Job –
Retype the passage on treatments in a random walk word for word, starting at "This will be" and ending at "the red line.".

Document section –
'''
As you can see, both the ArCo and the Synthetic Control wrongly rejected the null hypothesis of no treatment. The best way to solve the problem is to take the first difference of all non-stationary time-series. However, there is an important thing to point out here. Imagine the random walk:

\displaystyle y_t = y_{t-1} + \varepsilon_t

Suppose we have a treatment in t=t_0 that simply makes y_{t_0} = c + y_{t_0-1}+\varepsilon_{t_0} only for t=t_0. For any t\neq t_0 we will have \Delta y_t=\varepsilon_t and for t=t_0 we will have \Delta y_{t_0}=c+\varepsilon_{t_0}. Therefore, if we take the first difference of y_t the treatment will have an impact only at t=t_0, which makes it impossible for any counterfactual model to identify an intervention. In this example, we would need an intervention that changed the drift of the Random Walk in a way that for all t\geq t_0 we have:

\displaystyle y_t=d+y_{t-1}+\varepsilon_t

This will be better illustrated in an example. The plot below shows the difference between the two treatments. The red line is the case we can’t identify if we take the first difference. The Blue line changes the drift of the Random Walk, and therefore we can identify. It is impossible, with the tools I am using here, to identify if we are in the black line or in the red line.
'''
Records held in a dataset
'''
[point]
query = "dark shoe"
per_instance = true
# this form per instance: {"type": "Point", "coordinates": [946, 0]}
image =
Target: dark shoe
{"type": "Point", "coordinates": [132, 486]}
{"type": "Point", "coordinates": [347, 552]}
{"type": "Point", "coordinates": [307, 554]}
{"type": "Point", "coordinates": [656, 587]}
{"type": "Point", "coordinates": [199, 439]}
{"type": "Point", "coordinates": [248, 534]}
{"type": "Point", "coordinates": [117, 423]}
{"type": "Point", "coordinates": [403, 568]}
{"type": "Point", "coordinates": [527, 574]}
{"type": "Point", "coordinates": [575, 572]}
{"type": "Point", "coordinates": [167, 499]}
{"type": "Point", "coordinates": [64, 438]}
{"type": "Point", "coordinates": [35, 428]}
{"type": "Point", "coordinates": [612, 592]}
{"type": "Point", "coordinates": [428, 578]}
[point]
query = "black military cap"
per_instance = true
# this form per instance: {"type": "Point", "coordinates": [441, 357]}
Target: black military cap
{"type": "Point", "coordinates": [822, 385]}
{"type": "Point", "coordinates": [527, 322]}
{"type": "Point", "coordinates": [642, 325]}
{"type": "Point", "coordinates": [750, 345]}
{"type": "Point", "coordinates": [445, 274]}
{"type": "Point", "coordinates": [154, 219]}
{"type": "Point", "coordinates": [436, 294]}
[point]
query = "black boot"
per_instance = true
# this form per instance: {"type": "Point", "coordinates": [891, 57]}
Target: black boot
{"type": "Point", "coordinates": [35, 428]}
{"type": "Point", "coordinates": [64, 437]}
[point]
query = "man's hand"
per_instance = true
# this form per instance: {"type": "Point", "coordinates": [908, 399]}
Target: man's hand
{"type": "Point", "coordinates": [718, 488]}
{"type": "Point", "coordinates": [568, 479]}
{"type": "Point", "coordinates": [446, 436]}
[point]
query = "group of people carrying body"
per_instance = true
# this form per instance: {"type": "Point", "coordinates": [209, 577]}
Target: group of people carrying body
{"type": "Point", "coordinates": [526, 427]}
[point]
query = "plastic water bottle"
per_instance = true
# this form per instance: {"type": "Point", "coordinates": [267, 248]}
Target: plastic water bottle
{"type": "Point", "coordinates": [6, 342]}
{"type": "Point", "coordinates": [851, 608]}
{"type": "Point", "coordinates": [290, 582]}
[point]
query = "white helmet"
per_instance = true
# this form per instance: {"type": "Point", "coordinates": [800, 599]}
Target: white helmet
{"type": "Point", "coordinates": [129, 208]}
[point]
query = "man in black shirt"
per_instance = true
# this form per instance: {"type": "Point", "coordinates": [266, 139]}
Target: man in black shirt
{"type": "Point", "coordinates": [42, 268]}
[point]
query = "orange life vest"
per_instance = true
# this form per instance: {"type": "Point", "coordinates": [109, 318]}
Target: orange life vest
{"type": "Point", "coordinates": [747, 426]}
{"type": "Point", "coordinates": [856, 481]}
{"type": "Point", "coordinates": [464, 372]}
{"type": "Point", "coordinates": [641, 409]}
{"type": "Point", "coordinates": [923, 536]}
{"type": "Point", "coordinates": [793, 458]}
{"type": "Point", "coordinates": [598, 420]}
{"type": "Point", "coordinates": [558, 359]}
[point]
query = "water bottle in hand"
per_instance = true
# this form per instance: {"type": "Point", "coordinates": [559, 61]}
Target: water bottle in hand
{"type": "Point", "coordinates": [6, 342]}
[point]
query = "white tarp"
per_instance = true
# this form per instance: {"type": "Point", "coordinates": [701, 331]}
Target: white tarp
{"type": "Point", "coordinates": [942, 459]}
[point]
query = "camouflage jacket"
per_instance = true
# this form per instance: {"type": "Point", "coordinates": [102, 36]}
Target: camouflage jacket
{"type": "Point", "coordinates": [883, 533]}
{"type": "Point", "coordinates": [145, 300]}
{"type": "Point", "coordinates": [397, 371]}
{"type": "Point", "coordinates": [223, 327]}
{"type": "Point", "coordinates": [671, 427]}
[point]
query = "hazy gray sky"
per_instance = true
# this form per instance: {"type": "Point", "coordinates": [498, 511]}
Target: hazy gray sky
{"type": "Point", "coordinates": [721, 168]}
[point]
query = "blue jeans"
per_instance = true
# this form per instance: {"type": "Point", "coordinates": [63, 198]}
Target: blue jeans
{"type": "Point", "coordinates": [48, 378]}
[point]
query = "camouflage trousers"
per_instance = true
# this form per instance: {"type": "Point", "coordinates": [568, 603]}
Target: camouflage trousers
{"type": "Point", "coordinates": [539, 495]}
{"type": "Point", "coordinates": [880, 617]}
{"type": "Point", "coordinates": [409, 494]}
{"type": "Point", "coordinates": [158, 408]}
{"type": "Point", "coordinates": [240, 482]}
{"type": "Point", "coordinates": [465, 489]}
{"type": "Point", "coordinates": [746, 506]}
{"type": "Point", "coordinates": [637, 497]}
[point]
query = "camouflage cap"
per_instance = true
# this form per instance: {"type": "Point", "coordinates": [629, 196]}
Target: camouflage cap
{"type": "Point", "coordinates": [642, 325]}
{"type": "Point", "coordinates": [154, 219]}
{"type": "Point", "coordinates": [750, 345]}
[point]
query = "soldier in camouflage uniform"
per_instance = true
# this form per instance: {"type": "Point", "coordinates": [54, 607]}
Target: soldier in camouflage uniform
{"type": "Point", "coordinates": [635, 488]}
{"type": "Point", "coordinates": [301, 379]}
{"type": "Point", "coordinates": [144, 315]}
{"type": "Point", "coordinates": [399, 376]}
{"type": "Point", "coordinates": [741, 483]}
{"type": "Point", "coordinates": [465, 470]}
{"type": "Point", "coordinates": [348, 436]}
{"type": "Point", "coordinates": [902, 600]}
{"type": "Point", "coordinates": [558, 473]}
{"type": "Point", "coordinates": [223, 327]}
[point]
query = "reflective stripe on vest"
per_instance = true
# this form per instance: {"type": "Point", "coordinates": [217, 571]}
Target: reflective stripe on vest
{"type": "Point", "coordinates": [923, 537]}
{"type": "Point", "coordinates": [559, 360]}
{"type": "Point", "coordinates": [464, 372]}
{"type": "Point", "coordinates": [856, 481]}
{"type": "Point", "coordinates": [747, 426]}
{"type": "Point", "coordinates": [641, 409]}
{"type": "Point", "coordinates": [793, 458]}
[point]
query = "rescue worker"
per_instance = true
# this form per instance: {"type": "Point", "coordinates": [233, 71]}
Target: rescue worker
'''
Answer to this problem –
This will be better illustrated in an example. The plot below shows the difference between the two treatments. The red line is the case we can’t identify if we take the first difference. The Blue line changes the drift of the Random Walk, and therefore we can identify. It is impossible, with the tools I am using here, to identify if we are in the black line or in the red line.